(Excerpts from a point labeling dataset)
☆ ☆ ☆ ☆ ☆ ☆ ☆

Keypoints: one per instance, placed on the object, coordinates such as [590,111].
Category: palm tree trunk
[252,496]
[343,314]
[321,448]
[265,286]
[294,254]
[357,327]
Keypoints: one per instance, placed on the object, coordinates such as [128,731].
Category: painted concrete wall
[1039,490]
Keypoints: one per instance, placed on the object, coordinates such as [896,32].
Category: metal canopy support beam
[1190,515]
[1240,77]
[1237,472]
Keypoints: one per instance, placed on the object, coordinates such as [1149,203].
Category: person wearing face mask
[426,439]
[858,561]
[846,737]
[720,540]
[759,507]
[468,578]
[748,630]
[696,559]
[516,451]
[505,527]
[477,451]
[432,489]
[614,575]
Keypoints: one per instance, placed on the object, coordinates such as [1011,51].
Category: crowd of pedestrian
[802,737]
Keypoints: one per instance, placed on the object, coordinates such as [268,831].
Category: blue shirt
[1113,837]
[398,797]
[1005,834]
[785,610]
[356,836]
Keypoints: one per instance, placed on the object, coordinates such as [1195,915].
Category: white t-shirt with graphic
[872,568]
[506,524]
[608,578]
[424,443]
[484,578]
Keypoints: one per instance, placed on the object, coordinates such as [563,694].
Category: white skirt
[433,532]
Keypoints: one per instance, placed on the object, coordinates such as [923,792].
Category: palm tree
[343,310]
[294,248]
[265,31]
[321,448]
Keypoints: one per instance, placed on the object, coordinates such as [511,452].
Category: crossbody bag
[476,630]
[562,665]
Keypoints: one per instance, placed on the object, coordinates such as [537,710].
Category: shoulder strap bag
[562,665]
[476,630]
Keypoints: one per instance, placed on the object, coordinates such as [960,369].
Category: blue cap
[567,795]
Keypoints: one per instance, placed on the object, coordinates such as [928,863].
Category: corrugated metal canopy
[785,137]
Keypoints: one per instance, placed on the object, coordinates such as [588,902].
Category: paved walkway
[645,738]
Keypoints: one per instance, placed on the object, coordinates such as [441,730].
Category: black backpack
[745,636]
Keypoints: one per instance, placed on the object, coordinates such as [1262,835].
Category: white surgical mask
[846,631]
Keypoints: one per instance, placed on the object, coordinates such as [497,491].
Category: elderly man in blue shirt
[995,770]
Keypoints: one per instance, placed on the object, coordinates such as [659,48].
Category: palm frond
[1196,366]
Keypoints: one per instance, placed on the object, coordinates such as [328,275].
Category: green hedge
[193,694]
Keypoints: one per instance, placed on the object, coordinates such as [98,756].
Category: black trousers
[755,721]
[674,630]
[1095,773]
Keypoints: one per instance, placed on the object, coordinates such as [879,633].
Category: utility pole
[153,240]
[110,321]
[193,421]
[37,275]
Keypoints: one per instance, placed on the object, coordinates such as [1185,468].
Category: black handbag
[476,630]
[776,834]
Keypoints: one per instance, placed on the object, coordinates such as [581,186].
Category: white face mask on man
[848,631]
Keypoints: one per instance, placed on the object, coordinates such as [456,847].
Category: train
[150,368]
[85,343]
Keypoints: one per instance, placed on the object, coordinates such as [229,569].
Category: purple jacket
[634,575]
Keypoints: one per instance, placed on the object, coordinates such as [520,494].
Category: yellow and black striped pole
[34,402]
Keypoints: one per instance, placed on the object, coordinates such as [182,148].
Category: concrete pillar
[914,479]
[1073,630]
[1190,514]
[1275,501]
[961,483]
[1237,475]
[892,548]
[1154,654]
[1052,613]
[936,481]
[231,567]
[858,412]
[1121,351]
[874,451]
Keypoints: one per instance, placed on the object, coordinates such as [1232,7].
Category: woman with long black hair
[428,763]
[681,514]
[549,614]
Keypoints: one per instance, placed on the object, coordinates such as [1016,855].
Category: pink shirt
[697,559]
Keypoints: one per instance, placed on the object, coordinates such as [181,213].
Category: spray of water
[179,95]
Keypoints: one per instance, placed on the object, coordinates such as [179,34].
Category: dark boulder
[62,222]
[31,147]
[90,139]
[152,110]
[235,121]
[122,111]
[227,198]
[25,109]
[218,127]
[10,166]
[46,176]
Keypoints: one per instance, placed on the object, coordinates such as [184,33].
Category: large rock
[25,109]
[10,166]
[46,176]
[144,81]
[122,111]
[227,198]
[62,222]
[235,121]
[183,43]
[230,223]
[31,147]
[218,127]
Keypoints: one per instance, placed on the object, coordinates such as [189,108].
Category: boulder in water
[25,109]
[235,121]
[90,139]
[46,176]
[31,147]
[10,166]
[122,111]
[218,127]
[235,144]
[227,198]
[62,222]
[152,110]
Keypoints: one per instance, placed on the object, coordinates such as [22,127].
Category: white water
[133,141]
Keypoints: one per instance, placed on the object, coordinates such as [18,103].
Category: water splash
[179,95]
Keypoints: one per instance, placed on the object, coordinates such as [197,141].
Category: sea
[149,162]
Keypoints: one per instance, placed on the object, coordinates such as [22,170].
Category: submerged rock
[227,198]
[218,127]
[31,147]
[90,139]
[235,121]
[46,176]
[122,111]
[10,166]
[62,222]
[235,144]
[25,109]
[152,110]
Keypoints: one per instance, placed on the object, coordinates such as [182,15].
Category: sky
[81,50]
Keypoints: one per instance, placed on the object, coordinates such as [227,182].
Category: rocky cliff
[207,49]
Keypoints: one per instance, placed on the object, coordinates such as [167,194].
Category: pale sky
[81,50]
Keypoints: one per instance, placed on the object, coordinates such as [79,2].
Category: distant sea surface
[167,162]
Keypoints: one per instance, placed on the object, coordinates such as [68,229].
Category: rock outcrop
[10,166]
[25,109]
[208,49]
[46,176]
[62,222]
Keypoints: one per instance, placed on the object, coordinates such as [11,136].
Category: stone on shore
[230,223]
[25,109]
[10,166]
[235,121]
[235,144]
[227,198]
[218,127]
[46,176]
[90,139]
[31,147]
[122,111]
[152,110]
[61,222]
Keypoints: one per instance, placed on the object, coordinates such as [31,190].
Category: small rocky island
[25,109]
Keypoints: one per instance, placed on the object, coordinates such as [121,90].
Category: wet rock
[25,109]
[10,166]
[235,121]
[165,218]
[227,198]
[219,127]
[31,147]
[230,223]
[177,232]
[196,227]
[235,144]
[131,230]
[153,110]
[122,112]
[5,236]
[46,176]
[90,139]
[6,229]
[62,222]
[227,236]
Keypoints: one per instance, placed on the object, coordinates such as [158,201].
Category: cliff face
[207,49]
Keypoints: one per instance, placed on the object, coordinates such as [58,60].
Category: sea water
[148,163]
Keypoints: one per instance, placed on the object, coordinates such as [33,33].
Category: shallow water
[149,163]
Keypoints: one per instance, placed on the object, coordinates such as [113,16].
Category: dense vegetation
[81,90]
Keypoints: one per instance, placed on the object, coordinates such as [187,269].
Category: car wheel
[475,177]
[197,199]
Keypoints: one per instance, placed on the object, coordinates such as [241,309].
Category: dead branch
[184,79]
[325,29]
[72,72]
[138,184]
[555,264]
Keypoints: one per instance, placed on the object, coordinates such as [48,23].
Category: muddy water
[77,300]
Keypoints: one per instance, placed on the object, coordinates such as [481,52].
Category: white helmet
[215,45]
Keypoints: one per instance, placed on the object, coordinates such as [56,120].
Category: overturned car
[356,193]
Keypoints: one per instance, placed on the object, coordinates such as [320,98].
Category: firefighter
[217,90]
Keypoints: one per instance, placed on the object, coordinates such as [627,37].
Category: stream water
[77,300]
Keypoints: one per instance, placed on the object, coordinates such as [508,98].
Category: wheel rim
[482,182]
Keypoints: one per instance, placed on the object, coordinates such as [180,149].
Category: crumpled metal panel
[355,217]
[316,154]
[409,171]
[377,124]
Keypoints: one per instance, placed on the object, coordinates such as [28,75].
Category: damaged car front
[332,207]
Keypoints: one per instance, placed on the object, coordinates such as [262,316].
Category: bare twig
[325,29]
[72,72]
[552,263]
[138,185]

☆ ☆ ☆ ☆ ☆ ☆ ☆

_WRITTEN EXERCISE_: Copy out without any changes the rows that begin with the line containing "such as [56,120]." and run through the end of the rows.

_WRITTEN REPLY_:
Keypoints: one per instance, placed on the object, coordinates such as [56,120].
Category: overturned car
[356,193]
Keypoints: one per instance, placed on the object, coordinates such as [320,98].
Category: firefighter
[217,90]
Keypoints: one per instance, placed on the object, coordinates such as [627,37].
Category: stream water
[77,300]
Keypoints: one per instance, placed on the object, coordinates such as [508,98].
Category: wheel rim
[482,182]
Keypoints: one per instance, placed on the object, coordinates such as [180,149].
Category: crumpled metal panel
[355,217]
[316,154]
[409,171]
[377,124]
Keypoints: one per instance, placed on the object, coordinates such as [28,75].
Category: damaged car front
[332,207]
Keypoints: one per instance, placed on the object, coordinates such as [262,316].
Category: bare twig
[325,29]
[72,72]
[552,263]
[138,185]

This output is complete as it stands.